-- Set problem 1 --
Reproduce the rows below with "left hand" swapped for "right hand", leaving everything else unchanged.
-- Set problem 2 --
Continue the load balancer patch from its last line onward.

From f0f9a6d945978766dbff621ff37057cda45f4172 Mon Sep 17 00:00:00 2001
From: Tolga Ceylan <tolga.ceylan@gmail.com>
Date: Mon, 7 May 2018 11:50:16 -0700
Subject: [PATCH] fn: LB ch and naive fixes (#942)

* fn: LB ch and naive fixes

*) Naive is now a naive RR algorithm.
*) Both now checks for ctx/timeout in each attempt.

* fn: test fix
---
 api/agent/lb_agent_test.go     | 11 +++--
 api/runnerpool/ch_placer.go    | 69 ++++++++++++++++---------------
 api/runnerpool/naive_placer.go | 75 +++++++++++++++++++---------------
 3 files changed, 85 insertions(+), 70 deletions(-)

diff --git a/api/agent/lb_agent_test.go b/api/agent/lb_agent_test.go
index c34382c5f..637e03bb2 100644
--- a/api/agent/lb_agent_test.go
+++ b/api/agent/lb_agent_test.go
@@ -171,11 +171,11 @@ func TestEnforceTimeoutFromContext(t *testing.T) {
 	}
 }
 
-func TestSpilloverToSecondRunner(t *testing.T) {
+func TestRRRunner(t *testing.T) {
 	placer := pool.NewNaivePlacer()
 	rp := setupMockRunnerPool([]string{"171.19.0.1", "171.19.0.2"}, 10*time.Millisecond, 2)
 
-	parallelCalls := 3
+	parallelCalls := 2
 	var wg sync.WaitGroup
 	failures := make(chan error, parallelCalls)
 	for i := 0; i < parallelCalls; i++ {
@@ -194,8 +194,11 @@ func TestSpilloverToSecondRunner(t *testing.T) {
 	close(failures)
 
 	err := <-failures
-	if err != nil || rp.runners[1].(*mockRunner).procCalls != 1 {
-		t.Fatal("Expected spillover to second runner")

-- Stored records --
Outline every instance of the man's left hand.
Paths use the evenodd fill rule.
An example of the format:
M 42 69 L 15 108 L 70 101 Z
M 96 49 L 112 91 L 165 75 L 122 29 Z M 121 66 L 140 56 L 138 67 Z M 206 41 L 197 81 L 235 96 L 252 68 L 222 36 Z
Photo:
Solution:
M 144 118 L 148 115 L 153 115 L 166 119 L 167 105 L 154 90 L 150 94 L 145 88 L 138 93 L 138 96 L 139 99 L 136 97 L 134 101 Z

-- Output 1 --
Outline every instance of the man's right hand.
Paths use the evenodd fill rule.
An example of the format:
M 42 69 L 15 108 L 70 101 Z
M 96 49 L 112 91 L 165 75 L 122 29 Z M 121 66 L 140 56 L 138 67 Z M 206 41 L 197 81 L 235 96 L 252 68 L 222 36 Z
Photo:
Solution:
M 144 118 L 148 115 L 153 115 L 166 119 L 167 105 L 154 90 L 150 94 L 145 88 L 138 93 L 138 96 L 139 99 L 136 97 L 134 101 Z

-- Output 2 --
+	if err != nil {
+		t.Fatalf("Expected no error %s", err.Error())
+	}
+	if rp.runners[1].(*mockRunner).procCalls != 1 && rp.runners[0].(*mockRunner).procCalls != 1 {
+		t.Fatal("Expected rr runner")
 	}
 }
 
diff --git a/api/runnerpool/ch_placer.go b/api/runnerpool/ch_placer.go
index 0ef031eae..e368dcb97 100644
--- a/api/runnerpool/ch_placer.go
+++ b/api/runnerpool/ch_placer.go
@@ -30,46 +30,47 @@ func (p *chPlacer) PlaceCall(rp RunnerPool, ctx context.Context, call RunnerCall
 	sum64 := siphash.Hash(0, 0x4c617279426f6174, []byte(key))
 	timeout := time.After(call.LbDeadline().Sub(time.Now()))
 	for {
+		runners, err := rp.Runners(call)
+		if err != nil {
+			logrus.WithError(err).Error("Failed to find runners for call")
+		} else {
+			i := int(jumpConsistentHash(sum64, int32(len(runners))))
+			for j := 0; j < len(runners); j++ {
 
+				select {
+				case <-ctx.Done():
+					return models.ErrCallTimeoutServerBusy
+				case <-timeout:
+					return models.ErrCallTimeoutServerBusy
+				default:
+				}
+
+				r := runners[i]
+
+				placed, err := r.TryExec(ctx, call)
+				if err != nil {
+					logrus.WithError(err).Error("Failed during call placement")
+				}
+				if placed {
+					return err
+				}
+
+				i = (i + 1) % len(runners)
+			}
+		}
+
+		remaining := call.LbDeadline().Sub(time.Now())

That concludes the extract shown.